--- START OF GIVEN PASSAGE ---
Telemetry Pipelines Workshop

Lab Goal

To gain an understanding of Fluent Bit and its role in cloud native observability.

Introduction - Defining pipelines

Before we get started, let's get on the same page with a definition of cloud native observability pipelines. As noted in a recent trend report:

Observability pipelines are providing real-time filtering, enrichment, normalization
							and routing of telemetry data

Introduction - Pipeline trends

The rise in the amount of data being generated in cloud native environments has become such a burden for teams trying to manage it all, as well as a burden to organization's budgets. As they are searching for more control over all this telemetry data, from collecting, processing, and routing, to storing and querying.

Data pipelines have gained significant traction in helping organizations deal with the challenges they are facing by providing a powerful way to lower ingestion volumes and help reduce data costs.

Introduction - Telemetry pipeline benefits

Telemetry pipelines act as a telemetry gateway between cloud native data and organizations. It's performing real-time filtering, enrichment, normalization, and routing to cheap storage. This reduces dependencies on expensive and often proprietary storage solutions.

Another plus for organizations is the ability to reformat collected data on the fly, often bridging the gap between legacy or non-standards based data structures to current standards. They can achieve this without having to update code, re-instrument, or redeploy existing applications and services.

Introduction - What is Fluent Bit?

From the project documentation, Fluent Bit is an open source telemetry agent specifically designed to efficiently handle the challenges of collecting and processing telemetry data across a wide range of environments, from constrained systems to complex cloud infrastructures. It's effective at managing telemetry data from various sources and formats can be a constant challenge, particularly when performance is a critical factor.

Introduction - Telemetry pipeline background

Before we get started, let's get on the same page with what cloud native telemetry pipelines are. As noted in a recent report, "Telemetry pipelines providing real-time filtering, enrichment, normalization and routing of telemetry data".

Introduction - What does Fluent Bit do?
--- END OF GIVEN PASSAGE ---
--- START OF DATA SUPPLIED ---
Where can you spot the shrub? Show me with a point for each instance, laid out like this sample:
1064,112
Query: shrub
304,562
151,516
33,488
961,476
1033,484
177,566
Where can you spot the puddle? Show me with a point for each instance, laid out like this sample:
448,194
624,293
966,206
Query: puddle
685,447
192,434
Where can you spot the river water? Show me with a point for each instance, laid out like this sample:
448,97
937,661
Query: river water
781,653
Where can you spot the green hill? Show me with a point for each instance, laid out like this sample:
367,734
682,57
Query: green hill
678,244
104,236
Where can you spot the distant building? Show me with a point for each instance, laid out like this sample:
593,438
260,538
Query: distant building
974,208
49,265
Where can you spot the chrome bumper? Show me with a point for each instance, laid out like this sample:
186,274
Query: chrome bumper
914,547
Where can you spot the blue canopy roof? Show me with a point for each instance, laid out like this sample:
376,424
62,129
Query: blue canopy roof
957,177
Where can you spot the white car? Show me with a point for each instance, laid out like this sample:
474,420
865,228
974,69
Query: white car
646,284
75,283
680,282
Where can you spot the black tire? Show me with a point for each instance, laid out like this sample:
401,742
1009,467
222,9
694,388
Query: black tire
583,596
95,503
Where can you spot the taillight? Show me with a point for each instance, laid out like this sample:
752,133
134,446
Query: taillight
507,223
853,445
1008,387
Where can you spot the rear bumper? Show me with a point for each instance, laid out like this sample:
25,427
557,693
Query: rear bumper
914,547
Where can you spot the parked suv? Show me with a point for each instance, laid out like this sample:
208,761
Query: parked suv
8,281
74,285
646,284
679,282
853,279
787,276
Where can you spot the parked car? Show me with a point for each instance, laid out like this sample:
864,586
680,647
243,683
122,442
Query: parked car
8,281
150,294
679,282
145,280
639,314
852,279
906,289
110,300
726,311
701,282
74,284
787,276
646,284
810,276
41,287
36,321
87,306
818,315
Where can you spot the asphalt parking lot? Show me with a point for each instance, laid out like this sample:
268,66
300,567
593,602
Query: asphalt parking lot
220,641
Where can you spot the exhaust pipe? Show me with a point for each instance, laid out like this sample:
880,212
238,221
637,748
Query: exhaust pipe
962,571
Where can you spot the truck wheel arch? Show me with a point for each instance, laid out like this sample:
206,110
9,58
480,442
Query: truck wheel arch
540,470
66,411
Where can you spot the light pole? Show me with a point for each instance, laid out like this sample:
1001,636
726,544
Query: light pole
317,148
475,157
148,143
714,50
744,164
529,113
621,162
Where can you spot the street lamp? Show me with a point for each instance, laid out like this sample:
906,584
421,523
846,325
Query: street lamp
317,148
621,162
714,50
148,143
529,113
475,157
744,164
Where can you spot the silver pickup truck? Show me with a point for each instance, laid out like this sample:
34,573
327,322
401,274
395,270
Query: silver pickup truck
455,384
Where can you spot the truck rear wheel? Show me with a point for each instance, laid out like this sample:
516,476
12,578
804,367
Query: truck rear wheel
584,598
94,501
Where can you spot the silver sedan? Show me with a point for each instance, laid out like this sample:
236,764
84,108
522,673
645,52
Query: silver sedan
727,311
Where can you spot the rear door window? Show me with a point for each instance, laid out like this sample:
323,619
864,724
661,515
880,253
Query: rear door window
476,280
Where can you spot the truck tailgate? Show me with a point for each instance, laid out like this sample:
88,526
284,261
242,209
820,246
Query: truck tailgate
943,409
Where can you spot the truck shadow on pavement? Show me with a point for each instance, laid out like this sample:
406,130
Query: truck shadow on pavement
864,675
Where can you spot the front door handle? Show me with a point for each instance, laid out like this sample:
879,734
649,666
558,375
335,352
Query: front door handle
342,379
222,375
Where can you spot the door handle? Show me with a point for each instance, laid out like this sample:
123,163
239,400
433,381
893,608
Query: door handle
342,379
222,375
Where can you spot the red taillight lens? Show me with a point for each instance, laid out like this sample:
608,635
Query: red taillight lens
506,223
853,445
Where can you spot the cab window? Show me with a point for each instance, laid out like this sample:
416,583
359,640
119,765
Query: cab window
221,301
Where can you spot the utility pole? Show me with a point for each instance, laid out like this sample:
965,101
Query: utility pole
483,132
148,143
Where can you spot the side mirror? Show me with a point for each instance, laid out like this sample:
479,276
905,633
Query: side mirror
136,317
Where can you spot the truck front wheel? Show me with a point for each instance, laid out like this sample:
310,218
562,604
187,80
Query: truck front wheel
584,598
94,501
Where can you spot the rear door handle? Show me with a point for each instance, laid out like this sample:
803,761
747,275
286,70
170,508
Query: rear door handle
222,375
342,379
--- END OF DATA SUPPLIED ---
=== REQUIRED ACTIONS ===
a) Say whether each statement agrees with the workshop text, answering yes or no and quoting the words of the text that decide it: (i) Telemetry pipelines route data to cheap storage. (ii) Reformatting collected data requires redeploying existing applications. (iii) Fluent Bit is a proprietary telemetry agent.
b) Transcribe the stretch of the workshop text from "Telemetry pipelines act" through "is Fluent Bit?", word for word.
None of these lines is needed for the work.

=== ANSWERS GIVEN ===
a)
(i) Yes: "It's performing real-time filtering, enrichment, normalization, and routing to cheap storage."
(ii) No: "They can achieve this without having to update code, re-instrument, or redeploy existing applications and services."
(iii) No: "Fluent Bit is an open source telemetry agent"

b)
Telemetry pipelines act as a telemetry gateway between cloud native data and organizations. It's performing real-time filtering, enrichment, normalization, and routing to cheap storage. This reduces dependencies on expensive and often proprietary storage solutions.

Another plus for organizations is the ability to reformat collected data on the fly, often bridging the gap between legacy or non-standards based data structures to current standards. They can achieve this without having to update code, re-instrument, or redeploy existing applications and services.

Introduction - What is Fluent Bit?